(Records contained in a dataset)
************

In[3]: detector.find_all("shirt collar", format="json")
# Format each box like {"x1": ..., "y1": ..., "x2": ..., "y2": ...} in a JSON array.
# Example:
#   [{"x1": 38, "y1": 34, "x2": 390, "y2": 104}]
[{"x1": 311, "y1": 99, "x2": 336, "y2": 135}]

************

* Exercise prompt *
Please repeat the listing above line for line, changing nothing.

* Task output *
In[3]: detector.find_all("shirt collar", format="json")
# Format each box like {"x1": ..., "y1": ..., "x2": ..., "y2": ...} in a JSON array.
# Example:
#   [{"x1": 38, "y1": 34, "x2": 390, "y2": 104}]
[{"x1": 311, "y1": 99, "x2": 336, "y2": 135}]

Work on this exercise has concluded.